I don’t think an easy solution exists to make the transition between prototype script in notebooks (even if you’re using functions) to production-grade abstracted FP/OO based testable code. Every time I do a production-grade ML project, I’m doing my prototyping and hacking away in notebooks, only to have to port over functionality into OO modules in a package. It’s time consuming, frustrating to test during development and annoying to debug in an IDE.
I think a big part of why a lot of this hasn’t reached a critical mass until recently is that large-scale production-hardened ML code hasn’t been adopted by enough companies yet. Many are running notebooks in production, struggling with issues that crop up, wasting countless hours updating scripts to keep the lights on, and generally hating life when they ship something to ‘production’. There are, of course, plenty of teams out there that are packaging their ML solutions into .jar’s, .egg’s, .whl files, etc. They just sort of ‘deal with it’ like I do. That’s not to say that anyone enjoys the process, though.

Denis Lepchev

> is this a question for Ben the author of this book, or Ben the Practice Lead at Databricks?
It was a question for both (I am a Databricks user) 🙂
Sometimes I feel it is like a big elephant in the room that nobody notices - but good to hear about the progress. You are right - probably critical mass hasn’t been reached yet.

Ben Wilson

You’ll really like what’s coming late summer / early fall this year 😉

Alexey Grigorev

Hi Ben!
What are the key skills that a machine learning engineer should have? And what are their core responsibilities? How is this role different from data engineering, in your opinion?

Ben Wilson

I know what I look for in people who I interview 😉 .

[Dataset records on object locations]

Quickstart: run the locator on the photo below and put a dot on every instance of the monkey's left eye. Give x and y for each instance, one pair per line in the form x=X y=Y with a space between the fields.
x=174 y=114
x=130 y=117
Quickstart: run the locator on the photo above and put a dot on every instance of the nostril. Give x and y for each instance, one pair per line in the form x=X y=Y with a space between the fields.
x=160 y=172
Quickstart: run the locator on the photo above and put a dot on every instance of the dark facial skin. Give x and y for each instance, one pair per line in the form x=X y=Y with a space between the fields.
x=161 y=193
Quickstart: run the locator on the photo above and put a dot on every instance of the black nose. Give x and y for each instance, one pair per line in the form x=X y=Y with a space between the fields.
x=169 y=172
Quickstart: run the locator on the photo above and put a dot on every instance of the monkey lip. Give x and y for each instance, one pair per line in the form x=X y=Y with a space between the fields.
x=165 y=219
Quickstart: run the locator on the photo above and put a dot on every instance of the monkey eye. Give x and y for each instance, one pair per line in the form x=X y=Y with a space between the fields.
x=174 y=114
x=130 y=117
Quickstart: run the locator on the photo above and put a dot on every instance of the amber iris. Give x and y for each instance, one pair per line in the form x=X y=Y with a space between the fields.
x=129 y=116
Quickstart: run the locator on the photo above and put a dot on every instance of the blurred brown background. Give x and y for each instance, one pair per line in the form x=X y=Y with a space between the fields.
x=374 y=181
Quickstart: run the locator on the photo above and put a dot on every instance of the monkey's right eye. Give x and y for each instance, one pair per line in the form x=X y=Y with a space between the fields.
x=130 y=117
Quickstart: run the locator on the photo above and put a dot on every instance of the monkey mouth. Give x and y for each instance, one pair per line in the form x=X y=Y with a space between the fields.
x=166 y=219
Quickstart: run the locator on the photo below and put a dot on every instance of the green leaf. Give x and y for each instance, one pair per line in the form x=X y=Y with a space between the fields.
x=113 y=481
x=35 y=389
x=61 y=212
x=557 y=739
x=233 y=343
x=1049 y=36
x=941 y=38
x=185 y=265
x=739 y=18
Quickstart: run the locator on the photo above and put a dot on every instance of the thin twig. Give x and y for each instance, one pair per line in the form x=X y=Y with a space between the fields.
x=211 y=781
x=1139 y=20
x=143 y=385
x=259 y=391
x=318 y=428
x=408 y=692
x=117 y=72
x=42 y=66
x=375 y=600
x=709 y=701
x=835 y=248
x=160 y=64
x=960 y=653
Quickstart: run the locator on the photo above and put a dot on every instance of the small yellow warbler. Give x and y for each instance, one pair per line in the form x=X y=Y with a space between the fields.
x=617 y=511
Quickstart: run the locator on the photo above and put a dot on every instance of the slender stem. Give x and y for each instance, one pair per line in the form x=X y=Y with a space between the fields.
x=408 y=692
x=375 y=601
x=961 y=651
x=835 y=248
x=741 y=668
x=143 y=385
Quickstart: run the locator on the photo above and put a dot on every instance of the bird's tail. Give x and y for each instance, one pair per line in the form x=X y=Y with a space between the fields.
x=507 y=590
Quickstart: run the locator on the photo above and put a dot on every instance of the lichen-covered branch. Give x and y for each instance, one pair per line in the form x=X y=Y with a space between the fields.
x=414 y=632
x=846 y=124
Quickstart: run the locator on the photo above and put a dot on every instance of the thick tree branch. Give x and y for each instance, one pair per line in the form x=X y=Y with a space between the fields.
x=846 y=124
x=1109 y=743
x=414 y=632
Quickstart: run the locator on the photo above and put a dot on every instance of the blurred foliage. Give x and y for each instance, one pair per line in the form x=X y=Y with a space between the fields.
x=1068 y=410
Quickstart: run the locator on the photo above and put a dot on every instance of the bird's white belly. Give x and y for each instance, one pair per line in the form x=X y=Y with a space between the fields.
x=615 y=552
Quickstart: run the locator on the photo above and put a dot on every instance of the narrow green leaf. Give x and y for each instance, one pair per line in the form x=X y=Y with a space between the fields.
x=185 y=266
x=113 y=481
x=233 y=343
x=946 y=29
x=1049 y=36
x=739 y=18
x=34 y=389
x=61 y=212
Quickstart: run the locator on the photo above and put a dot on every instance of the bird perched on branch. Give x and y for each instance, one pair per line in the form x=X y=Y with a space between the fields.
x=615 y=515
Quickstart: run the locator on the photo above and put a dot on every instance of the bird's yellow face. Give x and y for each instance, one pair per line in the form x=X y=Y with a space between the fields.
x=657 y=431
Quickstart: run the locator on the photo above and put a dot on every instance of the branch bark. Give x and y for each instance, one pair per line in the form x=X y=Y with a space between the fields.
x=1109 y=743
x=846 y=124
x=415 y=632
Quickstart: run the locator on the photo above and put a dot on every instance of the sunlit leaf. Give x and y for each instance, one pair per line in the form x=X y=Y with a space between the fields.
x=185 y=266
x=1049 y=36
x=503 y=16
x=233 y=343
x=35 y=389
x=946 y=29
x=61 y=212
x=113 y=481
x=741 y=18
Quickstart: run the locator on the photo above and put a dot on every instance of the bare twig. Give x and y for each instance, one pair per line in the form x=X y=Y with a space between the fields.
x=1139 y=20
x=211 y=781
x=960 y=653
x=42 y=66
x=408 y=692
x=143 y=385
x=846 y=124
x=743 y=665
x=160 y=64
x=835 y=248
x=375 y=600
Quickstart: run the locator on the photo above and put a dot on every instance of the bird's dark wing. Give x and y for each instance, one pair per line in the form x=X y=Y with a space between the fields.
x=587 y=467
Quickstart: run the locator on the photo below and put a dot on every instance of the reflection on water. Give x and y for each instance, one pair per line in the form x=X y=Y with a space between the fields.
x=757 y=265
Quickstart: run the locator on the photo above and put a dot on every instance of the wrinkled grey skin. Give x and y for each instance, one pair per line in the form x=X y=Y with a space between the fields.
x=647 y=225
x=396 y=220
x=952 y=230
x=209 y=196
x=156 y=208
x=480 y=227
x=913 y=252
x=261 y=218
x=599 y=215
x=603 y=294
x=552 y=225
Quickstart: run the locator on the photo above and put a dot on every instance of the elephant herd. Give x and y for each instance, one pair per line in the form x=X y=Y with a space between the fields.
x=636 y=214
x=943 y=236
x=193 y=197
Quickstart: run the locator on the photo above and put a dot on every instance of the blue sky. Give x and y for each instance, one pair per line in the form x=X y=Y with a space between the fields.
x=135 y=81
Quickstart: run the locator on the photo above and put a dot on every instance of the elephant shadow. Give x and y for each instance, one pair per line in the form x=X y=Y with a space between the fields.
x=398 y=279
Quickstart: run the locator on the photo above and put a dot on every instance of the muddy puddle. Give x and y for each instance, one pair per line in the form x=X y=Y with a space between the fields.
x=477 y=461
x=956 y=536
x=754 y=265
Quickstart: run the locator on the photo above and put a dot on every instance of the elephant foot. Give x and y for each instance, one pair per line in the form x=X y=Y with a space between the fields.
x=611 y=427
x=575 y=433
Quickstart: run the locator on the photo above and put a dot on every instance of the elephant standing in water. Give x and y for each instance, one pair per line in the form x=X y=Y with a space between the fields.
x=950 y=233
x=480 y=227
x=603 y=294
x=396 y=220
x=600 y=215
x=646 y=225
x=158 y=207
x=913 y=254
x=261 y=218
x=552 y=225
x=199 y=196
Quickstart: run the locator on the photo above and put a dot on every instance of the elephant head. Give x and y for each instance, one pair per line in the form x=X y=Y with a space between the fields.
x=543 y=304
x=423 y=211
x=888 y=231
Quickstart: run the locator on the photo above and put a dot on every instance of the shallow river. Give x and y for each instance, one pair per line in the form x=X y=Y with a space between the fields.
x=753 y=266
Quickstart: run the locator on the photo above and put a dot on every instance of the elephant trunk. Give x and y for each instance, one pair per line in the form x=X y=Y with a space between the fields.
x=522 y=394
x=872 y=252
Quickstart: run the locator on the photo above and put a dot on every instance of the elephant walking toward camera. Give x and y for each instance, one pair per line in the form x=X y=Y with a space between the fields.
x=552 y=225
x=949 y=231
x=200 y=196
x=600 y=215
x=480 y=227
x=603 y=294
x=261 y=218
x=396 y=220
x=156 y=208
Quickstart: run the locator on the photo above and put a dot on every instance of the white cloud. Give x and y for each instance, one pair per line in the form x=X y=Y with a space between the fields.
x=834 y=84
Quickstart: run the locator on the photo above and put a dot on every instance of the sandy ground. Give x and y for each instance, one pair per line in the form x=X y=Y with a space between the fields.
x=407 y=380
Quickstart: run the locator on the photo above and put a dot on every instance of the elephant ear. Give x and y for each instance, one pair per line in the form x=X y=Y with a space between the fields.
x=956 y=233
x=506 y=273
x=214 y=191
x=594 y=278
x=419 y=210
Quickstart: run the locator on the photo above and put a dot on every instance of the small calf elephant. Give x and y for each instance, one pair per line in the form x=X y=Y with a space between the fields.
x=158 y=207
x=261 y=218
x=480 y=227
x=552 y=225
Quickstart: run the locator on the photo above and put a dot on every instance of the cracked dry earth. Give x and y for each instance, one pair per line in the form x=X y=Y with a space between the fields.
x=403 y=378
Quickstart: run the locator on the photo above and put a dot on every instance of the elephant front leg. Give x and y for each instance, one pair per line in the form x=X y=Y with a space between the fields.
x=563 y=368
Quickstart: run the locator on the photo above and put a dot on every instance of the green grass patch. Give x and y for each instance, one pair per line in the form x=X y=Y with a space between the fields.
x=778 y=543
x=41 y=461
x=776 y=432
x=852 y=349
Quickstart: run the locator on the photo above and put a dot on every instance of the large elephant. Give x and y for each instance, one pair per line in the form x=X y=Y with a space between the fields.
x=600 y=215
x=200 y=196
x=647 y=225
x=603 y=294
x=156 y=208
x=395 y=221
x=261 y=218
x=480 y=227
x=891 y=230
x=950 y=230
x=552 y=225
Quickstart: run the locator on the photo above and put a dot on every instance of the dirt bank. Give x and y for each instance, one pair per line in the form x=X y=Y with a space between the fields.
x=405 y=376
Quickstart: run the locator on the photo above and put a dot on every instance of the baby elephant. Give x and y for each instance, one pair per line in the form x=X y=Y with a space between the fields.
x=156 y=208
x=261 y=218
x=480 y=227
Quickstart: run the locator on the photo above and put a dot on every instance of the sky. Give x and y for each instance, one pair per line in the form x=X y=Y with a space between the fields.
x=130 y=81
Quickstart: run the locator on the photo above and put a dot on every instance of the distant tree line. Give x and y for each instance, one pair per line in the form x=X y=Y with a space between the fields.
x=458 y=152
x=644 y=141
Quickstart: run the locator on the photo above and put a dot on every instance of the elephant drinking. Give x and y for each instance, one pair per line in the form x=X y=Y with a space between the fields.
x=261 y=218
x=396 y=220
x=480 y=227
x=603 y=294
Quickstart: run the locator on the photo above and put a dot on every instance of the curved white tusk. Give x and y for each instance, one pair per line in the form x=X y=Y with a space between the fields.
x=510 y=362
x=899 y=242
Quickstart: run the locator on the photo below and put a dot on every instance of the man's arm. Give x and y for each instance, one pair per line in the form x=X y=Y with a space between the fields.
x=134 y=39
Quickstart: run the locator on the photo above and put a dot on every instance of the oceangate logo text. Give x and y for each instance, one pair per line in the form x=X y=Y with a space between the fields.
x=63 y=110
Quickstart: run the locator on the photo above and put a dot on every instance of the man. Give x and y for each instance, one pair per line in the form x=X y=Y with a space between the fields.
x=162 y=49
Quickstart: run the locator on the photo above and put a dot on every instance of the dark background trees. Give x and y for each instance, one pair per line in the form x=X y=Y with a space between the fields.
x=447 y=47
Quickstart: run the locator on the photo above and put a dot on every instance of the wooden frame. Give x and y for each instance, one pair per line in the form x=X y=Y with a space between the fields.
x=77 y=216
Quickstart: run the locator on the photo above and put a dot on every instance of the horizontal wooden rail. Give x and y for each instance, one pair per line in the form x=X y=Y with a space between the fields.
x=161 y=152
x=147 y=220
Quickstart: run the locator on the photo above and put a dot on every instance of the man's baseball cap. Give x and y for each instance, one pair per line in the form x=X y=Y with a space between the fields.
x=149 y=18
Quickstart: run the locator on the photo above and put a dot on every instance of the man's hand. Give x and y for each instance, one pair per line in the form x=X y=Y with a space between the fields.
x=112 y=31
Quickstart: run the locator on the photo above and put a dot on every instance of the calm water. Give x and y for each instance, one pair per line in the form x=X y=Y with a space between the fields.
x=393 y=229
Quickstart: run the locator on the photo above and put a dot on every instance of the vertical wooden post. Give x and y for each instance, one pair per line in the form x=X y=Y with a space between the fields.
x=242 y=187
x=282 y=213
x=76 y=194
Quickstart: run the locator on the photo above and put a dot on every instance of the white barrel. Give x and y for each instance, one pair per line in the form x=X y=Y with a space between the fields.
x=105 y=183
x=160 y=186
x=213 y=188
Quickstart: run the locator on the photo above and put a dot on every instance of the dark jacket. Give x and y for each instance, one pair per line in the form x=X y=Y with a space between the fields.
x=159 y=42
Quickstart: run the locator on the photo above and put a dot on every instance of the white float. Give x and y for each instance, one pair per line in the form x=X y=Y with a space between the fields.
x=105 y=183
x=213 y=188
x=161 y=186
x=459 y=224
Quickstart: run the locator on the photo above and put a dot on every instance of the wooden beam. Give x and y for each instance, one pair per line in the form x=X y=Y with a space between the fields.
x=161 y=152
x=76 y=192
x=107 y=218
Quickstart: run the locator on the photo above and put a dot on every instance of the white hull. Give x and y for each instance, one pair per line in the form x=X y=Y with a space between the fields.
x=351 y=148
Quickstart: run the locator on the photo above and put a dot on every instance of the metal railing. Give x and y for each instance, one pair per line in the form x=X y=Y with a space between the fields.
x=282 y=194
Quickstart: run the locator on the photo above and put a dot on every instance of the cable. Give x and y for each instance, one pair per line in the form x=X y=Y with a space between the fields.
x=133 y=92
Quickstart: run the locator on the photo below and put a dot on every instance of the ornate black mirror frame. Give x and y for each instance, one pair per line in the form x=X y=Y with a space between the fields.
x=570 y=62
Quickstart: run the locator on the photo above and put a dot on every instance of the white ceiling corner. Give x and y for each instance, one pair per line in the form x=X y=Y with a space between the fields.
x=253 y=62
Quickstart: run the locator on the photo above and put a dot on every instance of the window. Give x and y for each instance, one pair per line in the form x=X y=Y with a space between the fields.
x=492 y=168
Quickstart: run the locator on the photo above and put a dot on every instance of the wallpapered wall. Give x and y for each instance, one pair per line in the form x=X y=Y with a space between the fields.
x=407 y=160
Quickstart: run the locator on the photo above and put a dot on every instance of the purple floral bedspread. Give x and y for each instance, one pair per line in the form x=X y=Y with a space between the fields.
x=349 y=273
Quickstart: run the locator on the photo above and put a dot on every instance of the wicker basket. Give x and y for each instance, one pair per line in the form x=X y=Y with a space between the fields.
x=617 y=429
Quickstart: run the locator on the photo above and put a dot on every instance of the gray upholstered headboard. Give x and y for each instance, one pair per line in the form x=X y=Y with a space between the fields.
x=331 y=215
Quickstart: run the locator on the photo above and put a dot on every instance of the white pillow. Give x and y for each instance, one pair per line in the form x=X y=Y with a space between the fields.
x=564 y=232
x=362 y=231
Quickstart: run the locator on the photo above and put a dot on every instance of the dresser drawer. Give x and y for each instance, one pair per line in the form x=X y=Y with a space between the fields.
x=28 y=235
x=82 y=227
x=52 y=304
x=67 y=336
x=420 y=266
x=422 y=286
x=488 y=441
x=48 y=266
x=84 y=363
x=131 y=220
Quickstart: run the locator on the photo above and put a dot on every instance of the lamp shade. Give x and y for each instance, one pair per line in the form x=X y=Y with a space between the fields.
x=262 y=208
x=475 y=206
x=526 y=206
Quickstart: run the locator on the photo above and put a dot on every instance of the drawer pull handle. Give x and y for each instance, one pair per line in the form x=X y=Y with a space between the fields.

Tasks:
(a) In one to three sentences, explain why, according to the thread, a lot of this has not reached a critical mass until recently.
(b) Please update the thread's passage starting at "It was a question" and ending at "been reached yet.", replacing "elephant in the room" with "problem everyone ignores".
The records come from a separate source unrelated to the thread.

Responses to the exercise:
(a) The thread says it has not reached critical mass because large-scale, production-hardened ML code has not yet been adopted by enough companies. Many are still running notebooks in production and spending countless hours updating scripts to keep things working.

(b)
It was a question for both (I am a Databricks user) 🙂
Sometimes I feel it is like a big problem everyone ignores that nobody notices - but good to hear about the progress. You are right - probably critical mass hasn’t been reached yet.